[Start Document]
Now thats what I called a beer battered fish....ewwwww..lol


----------



## riverKing (Jan 26, 2007)

theres one big problem with that beating the bluegill record and big daddy beat me to it, but its one big redear. what was the weight on it??


----------



## Lewis (Apr 5, 2004)

A couple nice Redears.


----------



## All Eyes (Jul 28, 2004)

Pics are much better! Thanks! Thats one very impressive redear. Couple nice ones Lewis has too.


----------



## wave warrior (Oct 2, 2005)

sweet fish there for sure lewis!!! BUT how many cans are they!!! :B


----------



## wave warrior (Oct 2, 2005)

Agent47 said:


> Now thats what I called a beer battered fish....ewwwww..lol


personally i think it was beer battered fisherMEN!!! although we only had 2 apice till we were in my drive!!!


----------



## All Eyes (Jul 28, 2004)

I once caught a crappie that was 6 cans of Copenhagen long and a pack of Swisher Sweets tall.


----------



## Master Angler (May 26, 2004)

Try catching big redears now out on PL...way overharvested and they will never return to the levels they once were. If I or anyone else on here was posting about keeping 8lb bass or even 4lbers people would tear into them. A lot of bass-kissers are hypocrites. Don't dare keep a 2lber but slaughter huge "meat" fish indiscriminately. The giant bluegill (and the redears) are/were fantastic fish and deserve some respect. I have NO PROBLEM with people practicing selective harvest - in fact I have 2 bags of medium sized crappie fillets in the freezer right now.


----------



## rattletraprex (Sep 1, 2005)

riverKing said:


> theres one big problem with that beating the bluegill record and big daddy beat me to it, but its one big redear. what was the weight on it??


Didn't weigh it but know it's not going to be a record. Was my personal best but after seeing others I realize they do get bigger. It's still in the backyard pond so when I get time I'll try to get a weight on it. Those are some nice fish Lewis,not one but two! I don't fish for just a wall mount so that fish is more then likely safe. Only took me two busch's for that one! It's all fun guys.


----------



## chaunc (Apr 11, 2004)
[End Document]
[Start Supplied data]
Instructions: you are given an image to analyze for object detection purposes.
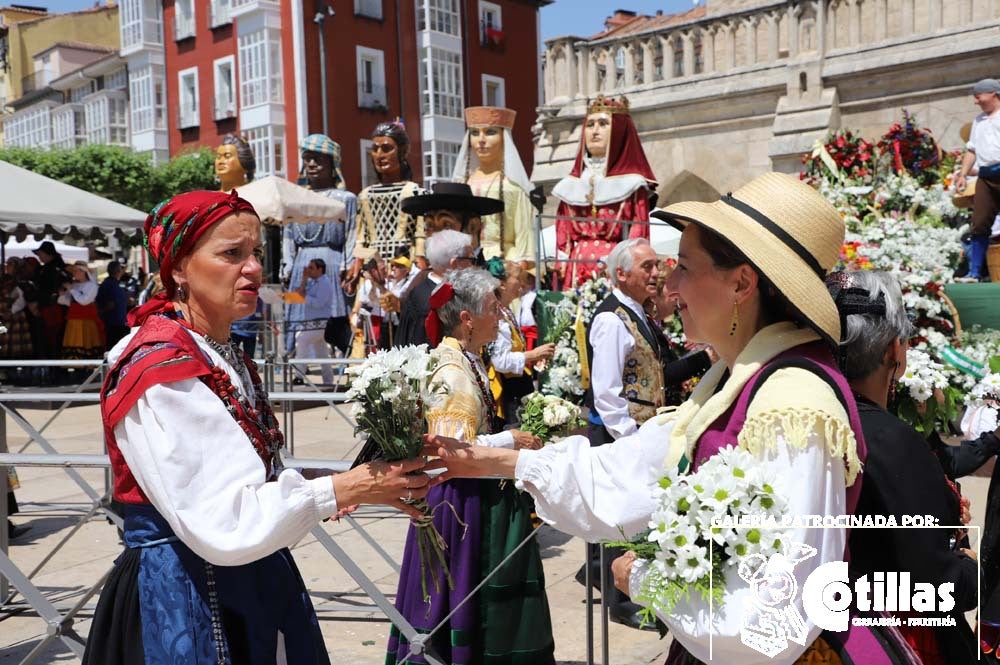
[End Supplied data]
__Exercise aim__. Write the next part of the forum thread about the big redear, picking up after its last line.

__Output__.
Went out with a guide on Kentucky lake a few years ago and did some redear and bluegill fishing. The lake was over 5 foot higher than normal pool. He still put me on some monster fish. I think he's the best on the northern part of the lake. Money well spent as he taught me how, where, and what to use to locate and catch them. One bad thing is the areas where we caught these have been dry ever since that trip.


----------



## misfit (Apr 5, 2004)

now those are some dandy shellcrackers,chaunc.they do grow them big down there


----------



## chaunc (Apr 11, 2004)

misfit said:


> now those are some dandy shellcrackers,chaunc.they do grow them big down there


One's 11" and the other is 13. Hooked for life.


----------



## misfit (Apr 5, 2004)

woah.definitely:B
no doubt,a blast to catch.


----------



## Big Daddy (Apr 6, 2004)

NICE fish Kenny!


----------



## All Eyes (Jul 28, 2004)

Holy $#!+ Chaunc! Those are bigger than some of your monster Skeeter crappie! I've caught some big bass in Kentucky Lake, but never saw any of them jumbo gills like that.


----------



## chaunc (Apr 11, 2004)

I go back every year with expectations of getting a new personal best. Don't think i'll top those redears but i got a new PB on crappies this year. Previous was 2lb 15oz. New one is 3lb 2oz, caught in 27ft water last april. Also got 5 more that day that were 2lb and better. LOOKY HERE>>>>


----------



## rattletraprex (Sep 1, 2005)

You're the man! Nice fish,aint they fun?


----------



## Lewis (Apr 5, 2004)

Nice fish Rattletraprex and Chaunc!
Chaunc,I used to fish Kentucky lake quite a bit.
My time was spent on the southern end in Tennessee.
Its an awesome fishery.


----------



## chaunc (Apr 11, 2004)

I fish mid-lake, just south of jonathon creek. SORRY for hi-jacking this thread. Didn't mean to be so rude.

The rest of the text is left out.